───── BRANO FORNITO
Parlando di ricerca, lei ha una esperienza consistente nei maggiori centri nazionali e internazionali, come valuta la sinergia aziende/centri di ricerca e soprattutto, siete voi che cercate le aziende o il contrario? Ha assistito alla nascita di start-up da queste esperienze?
Diciamo che l’interazione con le aziende avviene su base reciproca, siamo noi a cercarle se dobbiamo realizzare qualcosa di specifico e lo stesso fanno loro. Non è un processo semplice, ma da interessanti risultati. Occupandomi di ricerca in fisica sperimentale ho assistito a diversi casi in cui da esperimenti e sinergie sono nate realtà ad oggi di considerevole rilevanza. Questo è accaduto anche rispetto alle start up. Ho assistito, ad esempio, al caso di un’attività di ricerca e sviluppo sul solare a concentrazione in collaborazione con il Centro Fermi (Museo Storico della Fisica e Centro Studi e Ricerche “Enrico Fermi”), in cui è stata realizzata una start up unendo competenze di fisica su questa materia con la produzione di fari di auto.
Per questo ritengo fondamentale che si faccia anche molta ricerca senza indirizzarla, perché dalle idee possono nascere cose molto innovative.
Lei è una ricercatrice con un curriculum eccezionale, ha fatto, visto, coordinato, presieduto di tutto nel suo settore. Possiamo dire che come donna ha avuto anche la possibilità di realizzarsi come mamma. Come ha fatto e, soprattutto come si fa a diventare come lei?
In realtà chi si deve far carico del ruolo delle donne non sono tanto le organizzazioni femministe, quanto gli uomini. Considerato che noi assicuriamo la prosecuzione della specie è necessario che siano loro a preoccuparsi che noi possiamo riuscire in questo nostro intento. Lo dico perché io stessa non sarei arrivata dove sono arrivata se non fossi stata aiutata da una serie di persone, al maschile, che hanno seguito e tutelato il mio percorso personale.
──────────
PROBLEMI DA RISOLVERE ->
**a.** Secondo il brano fornito, con quale produzione sono state unite le competenze di fisica sul solare a concentrazione per dare vita alla start up?
**b.** Scriva il seguito del brano fornito, riprendendo subito dopo la sua ultima frase.
───── DATI DA ESAMINARE
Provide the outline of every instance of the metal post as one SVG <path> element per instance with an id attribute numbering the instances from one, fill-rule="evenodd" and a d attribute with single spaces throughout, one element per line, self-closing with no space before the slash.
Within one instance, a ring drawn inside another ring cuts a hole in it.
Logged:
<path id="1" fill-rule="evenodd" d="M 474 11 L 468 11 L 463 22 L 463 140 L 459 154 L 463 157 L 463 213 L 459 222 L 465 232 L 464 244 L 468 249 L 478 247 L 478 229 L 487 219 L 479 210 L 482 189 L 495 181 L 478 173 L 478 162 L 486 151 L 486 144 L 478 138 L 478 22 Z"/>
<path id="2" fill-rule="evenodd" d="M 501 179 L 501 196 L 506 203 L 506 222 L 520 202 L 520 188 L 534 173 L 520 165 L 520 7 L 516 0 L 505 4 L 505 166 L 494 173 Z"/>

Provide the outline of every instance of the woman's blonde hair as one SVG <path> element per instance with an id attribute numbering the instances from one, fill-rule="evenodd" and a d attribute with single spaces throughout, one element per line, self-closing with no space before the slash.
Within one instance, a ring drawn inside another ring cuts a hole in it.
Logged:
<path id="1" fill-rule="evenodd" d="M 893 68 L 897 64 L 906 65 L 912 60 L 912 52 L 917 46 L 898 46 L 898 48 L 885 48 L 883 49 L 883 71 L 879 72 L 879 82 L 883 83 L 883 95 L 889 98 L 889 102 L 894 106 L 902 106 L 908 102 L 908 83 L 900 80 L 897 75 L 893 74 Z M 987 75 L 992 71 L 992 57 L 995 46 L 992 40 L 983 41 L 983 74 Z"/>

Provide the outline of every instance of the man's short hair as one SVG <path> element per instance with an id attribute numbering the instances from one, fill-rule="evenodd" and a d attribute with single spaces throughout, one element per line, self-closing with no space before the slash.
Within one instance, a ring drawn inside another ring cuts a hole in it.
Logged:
──────────
RISPOSTE AI QUESITI ->
**a.** Con la produzione di fari di auto.

**b.**
Sono entrata nel gruppo di ricerca del mio professore, Antonino Zichichi, al CERN, a seguito della mia tesi. Ho iniziato che ero l’unica donna e, dopo di me, ne sono arrivate molte altre grazie anche a questo mio illustre e lungimirante capogruppo che aveva grande considerazione per noi. Già allora era cosa rara. Ho sentito con le mie orecchie in ambienti di ricerca americani dire “no, poi fa i figli e ci molla”… E’ innegabile che per un periodo si interrompono tutte le attività, ma è anche vero che ciò accade per un breve lasso di tempo, soprattutto se c’è un clima di collaborazione lavorativa. Quando ho avuto una figlia, il mio gruppo di ricerca cercava sempre di coordinarsi con me per coniugare le nostre riunioni ed attività compatibilmente con gli orari dell’asilo nido.
Sono stata anche una delle prime persone a cui il CERN installò un terminale di calcolo direttamente a casa. Ricordo ancora quando mi portarono con un furgone il terminale grande come un mobile, erano gli anni ‘80. All’epoca connettersi con un modem al centro di cacolo non era come ora, adesso con la rete wi-fi ed un portatile o un tablet fare tutto questo è infinitamente più semplice.
Certamente una simile possibilità e tanta attenzione me le sono guadagnate sul campo, lavorando seriamente, non approfittando alcunché della mia posizione di donna. Ho sempre messo la mia professionalità al servizio del mio gruppo di lavoro ed in cambio ho ricevuto stima e supporto.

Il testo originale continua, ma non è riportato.